## What is needed
As the answer, give every line of the records that includes the word "television".

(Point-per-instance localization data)
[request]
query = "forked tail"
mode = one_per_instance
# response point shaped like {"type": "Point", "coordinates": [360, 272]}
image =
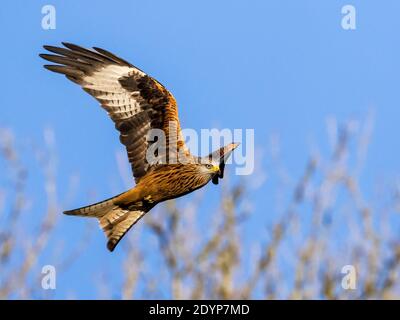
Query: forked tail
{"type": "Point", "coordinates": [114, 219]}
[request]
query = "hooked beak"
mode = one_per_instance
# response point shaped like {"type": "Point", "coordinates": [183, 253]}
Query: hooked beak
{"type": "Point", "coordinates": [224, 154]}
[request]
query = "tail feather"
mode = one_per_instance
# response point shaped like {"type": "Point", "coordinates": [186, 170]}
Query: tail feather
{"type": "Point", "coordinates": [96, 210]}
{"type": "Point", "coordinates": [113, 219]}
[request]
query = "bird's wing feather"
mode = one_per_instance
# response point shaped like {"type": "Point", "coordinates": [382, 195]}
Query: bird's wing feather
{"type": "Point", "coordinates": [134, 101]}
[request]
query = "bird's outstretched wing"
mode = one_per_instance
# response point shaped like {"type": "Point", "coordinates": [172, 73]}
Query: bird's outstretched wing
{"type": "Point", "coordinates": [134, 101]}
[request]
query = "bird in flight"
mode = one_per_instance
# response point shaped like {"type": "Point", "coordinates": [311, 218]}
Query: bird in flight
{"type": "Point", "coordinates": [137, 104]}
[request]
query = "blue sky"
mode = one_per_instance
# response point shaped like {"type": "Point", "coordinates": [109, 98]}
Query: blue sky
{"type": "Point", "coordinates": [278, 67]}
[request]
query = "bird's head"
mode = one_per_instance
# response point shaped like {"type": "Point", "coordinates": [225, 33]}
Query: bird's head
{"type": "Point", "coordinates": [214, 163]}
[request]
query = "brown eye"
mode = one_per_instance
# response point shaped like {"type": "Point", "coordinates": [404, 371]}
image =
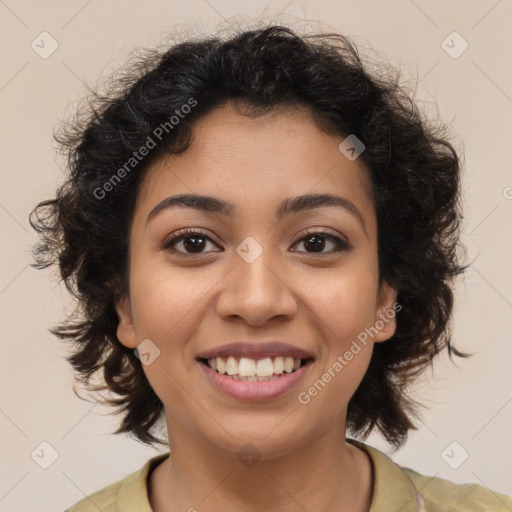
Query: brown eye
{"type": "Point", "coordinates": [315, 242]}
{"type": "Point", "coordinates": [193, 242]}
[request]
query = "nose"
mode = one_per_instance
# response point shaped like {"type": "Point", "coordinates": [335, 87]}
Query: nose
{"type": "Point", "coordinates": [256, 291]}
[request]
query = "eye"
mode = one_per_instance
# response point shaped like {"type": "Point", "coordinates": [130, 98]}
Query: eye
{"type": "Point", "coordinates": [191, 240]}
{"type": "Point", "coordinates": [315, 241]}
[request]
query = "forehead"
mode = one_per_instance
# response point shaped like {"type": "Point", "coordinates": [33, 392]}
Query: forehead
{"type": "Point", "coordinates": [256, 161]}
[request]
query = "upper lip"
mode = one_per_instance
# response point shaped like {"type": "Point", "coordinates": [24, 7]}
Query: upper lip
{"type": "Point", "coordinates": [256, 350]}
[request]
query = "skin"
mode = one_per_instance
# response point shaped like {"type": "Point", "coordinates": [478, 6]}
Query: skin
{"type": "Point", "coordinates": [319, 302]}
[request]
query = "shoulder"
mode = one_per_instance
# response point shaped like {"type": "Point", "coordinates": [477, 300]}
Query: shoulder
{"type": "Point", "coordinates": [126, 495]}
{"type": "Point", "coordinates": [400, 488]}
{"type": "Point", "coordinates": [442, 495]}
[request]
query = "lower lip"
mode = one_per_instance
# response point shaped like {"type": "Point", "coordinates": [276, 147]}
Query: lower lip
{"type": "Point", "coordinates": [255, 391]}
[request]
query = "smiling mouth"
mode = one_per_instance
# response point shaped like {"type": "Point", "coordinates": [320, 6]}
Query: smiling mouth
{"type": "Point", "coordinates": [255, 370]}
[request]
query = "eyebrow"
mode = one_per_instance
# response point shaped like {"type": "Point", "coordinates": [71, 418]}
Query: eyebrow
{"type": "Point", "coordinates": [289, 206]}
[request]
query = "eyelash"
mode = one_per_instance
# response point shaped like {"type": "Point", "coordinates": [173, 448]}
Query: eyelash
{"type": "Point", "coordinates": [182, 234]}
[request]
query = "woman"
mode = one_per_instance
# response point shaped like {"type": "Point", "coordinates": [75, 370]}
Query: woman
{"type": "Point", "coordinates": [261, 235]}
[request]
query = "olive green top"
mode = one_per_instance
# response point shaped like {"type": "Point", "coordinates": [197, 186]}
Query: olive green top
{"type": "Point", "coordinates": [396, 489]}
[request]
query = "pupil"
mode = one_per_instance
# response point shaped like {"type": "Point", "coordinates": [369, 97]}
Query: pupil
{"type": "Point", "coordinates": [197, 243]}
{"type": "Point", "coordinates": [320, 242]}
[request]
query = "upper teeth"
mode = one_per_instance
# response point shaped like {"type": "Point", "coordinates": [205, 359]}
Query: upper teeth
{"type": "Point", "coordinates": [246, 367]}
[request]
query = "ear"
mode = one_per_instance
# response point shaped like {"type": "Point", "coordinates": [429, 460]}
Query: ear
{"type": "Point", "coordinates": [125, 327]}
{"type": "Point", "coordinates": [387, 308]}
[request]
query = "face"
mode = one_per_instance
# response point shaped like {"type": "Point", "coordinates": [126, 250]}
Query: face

* * *

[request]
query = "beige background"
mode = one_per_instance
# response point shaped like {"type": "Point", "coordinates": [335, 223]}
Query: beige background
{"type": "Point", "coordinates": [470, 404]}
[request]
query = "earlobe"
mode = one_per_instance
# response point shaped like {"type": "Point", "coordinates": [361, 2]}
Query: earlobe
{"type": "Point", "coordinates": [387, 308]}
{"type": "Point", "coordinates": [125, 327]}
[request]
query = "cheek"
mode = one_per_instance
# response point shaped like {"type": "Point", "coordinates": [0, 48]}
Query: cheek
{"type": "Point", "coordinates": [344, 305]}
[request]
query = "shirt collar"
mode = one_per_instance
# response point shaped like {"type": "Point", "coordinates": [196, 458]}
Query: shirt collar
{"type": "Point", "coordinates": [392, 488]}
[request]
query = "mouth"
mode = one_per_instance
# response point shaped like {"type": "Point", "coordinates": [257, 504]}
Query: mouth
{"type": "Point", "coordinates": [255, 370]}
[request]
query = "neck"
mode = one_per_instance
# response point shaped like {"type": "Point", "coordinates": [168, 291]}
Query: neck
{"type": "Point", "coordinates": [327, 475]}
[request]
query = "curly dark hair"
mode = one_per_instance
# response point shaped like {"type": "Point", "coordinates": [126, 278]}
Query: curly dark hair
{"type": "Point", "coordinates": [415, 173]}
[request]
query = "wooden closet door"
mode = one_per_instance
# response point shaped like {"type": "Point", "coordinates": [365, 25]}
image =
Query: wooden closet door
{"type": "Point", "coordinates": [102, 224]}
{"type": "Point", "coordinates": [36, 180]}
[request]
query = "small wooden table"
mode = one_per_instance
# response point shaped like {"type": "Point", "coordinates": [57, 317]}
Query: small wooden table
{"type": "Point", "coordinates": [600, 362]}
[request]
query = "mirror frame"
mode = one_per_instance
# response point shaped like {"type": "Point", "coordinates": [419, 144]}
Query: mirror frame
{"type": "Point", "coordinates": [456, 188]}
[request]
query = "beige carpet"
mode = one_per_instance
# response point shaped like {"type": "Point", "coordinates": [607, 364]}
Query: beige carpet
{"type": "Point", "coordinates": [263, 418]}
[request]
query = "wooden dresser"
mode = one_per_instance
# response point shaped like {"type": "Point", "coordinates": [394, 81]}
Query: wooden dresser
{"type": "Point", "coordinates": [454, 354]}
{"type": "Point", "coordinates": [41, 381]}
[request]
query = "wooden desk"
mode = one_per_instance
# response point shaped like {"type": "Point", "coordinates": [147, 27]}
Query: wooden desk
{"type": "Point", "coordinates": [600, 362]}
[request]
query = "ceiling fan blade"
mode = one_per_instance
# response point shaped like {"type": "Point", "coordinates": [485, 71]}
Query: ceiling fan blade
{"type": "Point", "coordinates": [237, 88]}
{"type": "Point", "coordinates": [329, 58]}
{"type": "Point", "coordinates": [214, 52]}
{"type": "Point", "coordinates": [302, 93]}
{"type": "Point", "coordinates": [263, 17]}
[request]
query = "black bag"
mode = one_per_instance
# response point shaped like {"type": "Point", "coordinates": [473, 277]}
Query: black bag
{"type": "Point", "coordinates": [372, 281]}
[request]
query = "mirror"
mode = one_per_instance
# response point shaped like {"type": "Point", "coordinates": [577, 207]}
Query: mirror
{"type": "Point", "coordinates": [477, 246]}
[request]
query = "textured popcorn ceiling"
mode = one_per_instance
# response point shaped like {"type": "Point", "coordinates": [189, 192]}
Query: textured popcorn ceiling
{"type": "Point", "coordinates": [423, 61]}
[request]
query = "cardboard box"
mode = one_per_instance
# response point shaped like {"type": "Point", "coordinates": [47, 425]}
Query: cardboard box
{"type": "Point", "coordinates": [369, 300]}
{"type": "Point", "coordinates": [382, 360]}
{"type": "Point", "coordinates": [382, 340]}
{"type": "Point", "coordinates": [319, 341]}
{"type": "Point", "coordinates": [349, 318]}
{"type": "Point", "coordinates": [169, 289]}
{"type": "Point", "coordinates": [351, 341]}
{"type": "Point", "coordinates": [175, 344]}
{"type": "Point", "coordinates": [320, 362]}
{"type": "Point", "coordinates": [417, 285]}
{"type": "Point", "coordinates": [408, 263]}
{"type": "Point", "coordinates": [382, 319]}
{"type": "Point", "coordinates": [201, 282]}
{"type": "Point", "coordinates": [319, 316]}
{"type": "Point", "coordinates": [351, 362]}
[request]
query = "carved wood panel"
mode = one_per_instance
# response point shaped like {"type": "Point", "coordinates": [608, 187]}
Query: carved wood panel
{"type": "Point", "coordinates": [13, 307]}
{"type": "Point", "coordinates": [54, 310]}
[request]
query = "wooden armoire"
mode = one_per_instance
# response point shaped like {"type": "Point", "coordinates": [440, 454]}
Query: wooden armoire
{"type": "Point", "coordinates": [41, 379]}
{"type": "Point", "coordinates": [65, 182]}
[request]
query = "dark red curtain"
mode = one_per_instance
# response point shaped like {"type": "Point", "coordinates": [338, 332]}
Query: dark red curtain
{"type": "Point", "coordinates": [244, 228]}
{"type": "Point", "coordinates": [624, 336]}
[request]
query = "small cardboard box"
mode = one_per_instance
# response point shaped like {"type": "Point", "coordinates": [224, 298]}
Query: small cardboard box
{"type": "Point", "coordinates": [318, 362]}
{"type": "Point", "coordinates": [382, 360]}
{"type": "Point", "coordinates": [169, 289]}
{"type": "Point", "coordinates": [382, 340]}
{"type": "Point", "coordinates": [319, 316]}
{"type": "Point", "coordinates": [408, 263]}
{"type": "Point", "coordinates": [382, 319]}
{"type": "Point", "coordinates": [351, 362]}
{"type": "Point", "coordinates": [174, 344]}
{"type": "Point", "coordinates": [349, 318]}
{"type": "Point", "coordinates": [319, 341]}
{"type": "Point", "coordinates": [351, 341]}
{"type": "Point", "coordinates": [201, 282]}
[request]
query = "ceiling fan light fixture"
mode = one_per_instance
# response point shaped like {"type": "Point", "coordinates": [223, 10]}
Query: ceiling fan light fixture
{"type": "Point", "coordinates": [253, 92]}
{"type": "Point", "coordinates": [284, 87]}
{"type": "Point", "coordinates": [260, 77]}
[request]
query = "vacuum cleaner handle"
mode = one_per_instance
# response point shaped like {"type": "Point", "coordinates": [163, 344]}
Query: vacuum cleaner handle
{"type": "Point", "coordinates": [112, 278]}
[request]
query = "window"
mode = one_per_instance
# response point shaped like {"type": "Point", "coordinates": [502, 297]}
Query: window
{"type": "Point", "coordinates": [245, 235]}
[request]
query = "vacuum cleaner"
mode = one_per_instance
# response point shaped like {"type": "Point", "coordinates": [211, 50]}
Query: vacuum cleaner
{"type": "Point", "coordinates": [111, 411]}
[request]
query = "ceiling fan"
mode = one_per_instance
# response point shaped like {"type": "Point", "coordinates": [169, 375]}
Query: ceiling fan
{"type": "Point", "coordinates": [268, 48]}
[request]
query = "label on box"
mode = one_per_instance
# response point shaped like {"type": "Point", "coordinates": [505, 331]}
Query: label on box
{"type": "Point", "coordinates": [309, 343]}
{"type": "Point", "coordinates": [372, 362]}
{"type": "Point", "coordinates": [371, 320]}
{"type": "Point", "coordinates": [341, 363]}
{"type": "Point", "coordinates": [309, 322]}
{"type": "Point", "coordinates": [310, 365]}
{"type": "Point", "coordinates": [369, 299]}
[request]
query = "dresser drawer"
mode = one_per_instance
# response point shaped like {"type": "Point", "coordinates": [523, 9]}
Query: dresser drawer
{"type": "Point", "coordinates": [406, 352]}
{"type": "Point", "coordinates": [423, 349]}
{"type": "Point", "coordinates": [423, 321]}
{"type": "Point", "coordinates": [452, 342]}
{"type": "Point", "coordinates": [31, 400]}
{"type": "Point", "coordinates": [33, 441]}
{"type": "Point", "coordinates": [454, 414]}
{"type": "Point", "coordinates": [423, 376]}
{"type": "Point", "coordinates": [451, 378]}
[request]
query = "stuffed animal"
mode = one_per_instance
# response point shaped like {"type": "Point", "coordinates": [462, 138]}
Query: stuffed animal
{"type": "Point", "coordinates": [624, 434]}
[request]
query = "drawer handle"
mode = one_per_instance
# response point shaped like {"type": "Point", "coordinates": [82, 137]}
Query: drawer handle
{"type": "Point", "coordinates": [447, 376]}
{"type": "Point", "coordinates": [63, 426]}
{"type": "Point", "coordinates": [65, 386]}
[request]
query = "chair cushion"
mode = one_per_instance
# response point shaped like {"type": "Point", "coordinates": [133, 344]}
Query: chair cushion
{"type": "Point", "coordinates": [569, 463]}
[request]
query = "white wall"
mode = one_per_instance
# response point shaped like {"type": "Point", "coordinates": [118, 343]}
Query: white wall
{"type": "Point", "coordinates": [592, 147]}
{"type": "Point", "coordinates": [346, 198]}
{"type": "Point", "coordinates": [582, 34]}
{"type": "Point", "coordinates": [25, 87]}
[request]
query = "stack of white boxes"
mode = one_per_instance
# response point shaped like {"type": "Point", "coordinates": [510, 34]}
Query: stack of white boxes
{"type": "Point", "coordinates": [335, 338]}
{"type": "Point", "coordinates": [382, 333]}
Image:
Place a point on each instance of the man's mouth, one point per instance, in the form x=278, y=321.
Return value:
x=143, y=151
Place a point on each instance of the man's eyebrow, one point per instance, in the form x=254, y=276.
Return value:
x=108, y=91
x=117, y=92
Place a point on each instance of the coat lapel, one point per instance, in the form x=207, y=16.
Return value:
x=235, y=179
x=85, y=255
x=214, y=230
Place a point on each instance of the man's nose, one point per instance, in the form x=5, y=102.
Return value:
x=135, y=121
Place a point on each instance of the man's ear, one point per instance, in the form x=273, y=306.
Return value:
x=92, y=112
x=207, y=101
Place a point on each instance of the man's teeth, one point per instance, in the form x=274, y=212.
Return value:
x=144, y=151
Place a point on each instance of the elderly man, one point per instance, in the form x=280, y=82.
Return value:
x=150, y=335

--

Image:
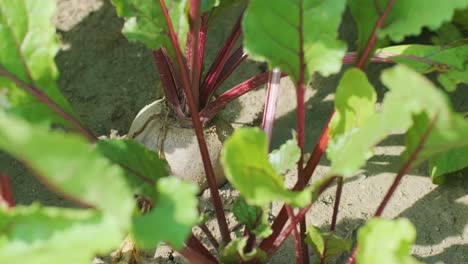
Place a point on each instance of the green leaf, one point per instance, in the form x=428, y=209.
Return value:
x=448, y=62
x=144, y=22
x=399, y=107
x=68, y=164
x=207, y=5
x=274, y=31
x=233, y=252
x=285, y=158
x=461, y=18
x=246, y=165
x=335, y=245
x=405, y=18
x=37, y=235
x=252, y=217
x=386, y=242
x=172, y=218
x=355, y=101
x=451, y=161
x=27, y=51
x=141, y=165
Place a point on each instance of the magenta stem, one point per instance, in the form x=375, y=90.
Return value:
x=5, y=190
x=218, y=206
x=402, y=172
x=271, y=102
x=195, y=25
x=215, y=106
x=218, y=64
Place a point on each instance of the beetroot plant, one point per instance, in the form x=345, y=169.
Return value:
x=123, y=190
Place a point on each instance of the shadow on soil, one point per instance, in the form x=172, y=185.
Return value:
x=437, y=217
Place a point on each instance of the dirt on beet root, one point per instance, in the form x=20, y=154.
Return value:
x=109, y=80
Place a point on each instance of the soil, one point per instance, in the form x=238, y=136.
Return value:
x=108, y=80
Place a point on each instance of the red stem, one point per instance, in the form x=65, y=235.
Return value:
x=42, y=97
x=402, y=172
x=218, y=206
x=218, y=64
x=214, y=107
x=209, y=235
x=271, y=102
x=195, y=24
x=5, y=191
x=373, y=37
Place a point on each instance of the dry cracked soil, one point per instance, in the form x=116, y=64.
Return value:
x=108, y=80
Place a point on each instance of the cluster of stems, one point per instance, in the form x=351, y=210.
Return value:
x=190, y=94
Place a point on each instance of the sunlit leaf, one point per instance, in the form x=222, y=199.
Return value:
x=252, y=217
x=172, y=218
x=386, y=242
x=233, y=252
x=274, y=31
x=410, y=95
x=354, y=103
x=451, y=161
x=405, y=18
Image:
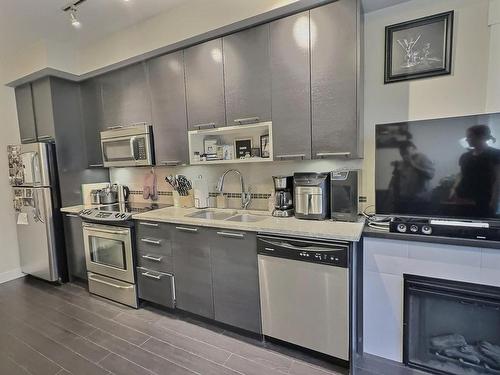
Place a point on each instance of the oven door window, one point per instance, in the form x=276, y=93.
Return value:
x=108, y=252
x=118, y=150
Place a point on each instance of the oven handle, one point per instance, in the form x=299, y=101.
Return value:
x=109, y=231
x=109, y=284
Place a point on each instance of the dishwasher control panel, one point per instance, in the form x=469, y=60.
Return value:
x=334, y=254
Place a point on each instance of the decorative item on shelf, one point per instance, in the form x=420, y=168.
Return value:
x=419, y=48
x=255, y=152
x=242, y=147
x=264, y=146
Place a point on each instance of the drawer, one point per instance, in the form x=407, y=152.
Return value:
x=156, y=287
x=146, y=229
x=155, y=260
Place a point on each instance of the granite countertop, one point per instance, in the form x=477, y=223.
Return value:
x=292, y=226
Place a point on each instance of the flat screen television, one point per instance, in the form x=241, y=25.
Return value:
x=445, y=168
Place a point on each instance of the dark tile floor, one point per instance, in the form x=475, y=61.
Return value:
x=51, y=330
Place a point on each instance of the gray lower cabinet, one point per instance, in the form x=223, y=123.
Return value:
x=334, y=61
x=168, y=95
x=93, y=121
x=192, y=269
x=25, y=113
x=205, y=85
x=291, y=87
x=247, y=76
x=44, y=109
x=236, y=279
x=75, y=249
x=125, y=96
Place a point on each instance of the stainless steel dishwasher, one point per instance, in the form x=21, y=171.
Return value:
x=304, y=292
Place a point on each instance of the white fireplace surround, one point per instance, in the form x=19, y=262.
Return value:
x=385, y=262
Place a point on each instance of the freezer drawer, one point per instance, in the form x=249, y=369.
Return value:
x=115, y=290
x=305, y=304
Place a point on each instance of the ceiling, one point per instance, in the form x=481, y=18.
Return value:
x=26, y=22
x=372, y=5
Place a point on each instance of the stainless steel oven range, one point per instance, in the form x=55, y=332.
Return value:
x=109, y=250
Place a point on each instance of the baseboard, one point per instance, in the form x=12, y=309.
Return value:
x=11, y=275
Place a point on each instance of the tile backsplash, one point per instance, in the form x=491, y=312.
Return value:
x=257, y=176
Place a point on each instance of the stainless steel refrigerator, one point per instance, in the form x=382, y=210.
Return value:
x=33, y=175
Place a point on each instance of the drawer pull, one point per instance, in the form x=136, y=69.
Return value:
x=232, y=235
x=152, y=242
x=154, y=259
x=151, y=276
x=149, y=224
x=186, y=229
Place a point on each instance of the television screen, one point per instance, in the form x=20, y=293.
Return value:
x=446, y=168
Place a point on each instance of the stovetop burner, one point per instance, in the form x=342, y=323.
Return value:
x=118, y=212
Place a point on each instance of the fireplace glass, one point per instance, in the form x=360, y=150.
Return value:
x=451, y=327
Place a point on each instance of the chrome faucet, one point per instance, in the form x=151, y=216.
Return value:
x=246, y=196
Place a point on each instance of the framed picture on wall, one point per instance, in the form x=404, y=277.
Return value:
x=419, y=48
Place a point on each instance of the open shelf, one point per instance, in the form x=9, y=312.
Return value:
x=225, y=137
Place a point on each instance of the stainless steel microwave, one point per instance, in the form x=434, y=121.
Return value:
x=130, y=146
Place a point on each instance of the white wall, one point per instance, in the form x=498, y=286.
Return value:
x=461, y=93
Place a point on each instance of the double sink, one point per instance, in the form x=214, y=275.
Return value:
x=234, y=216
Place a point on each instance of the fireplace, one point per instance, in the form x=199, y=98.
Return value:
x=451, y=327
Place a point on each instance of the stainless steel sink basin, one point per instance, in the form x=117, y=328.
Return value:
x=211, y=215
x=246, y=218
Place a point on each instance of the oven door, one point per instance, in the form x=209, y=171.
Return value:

## Response
Place a point on each instance of the flat screen television, one point per instance, in the form x=241, y=25.
Place a point on each instance of the television screen, one point per instance, in the form x=20, y=293.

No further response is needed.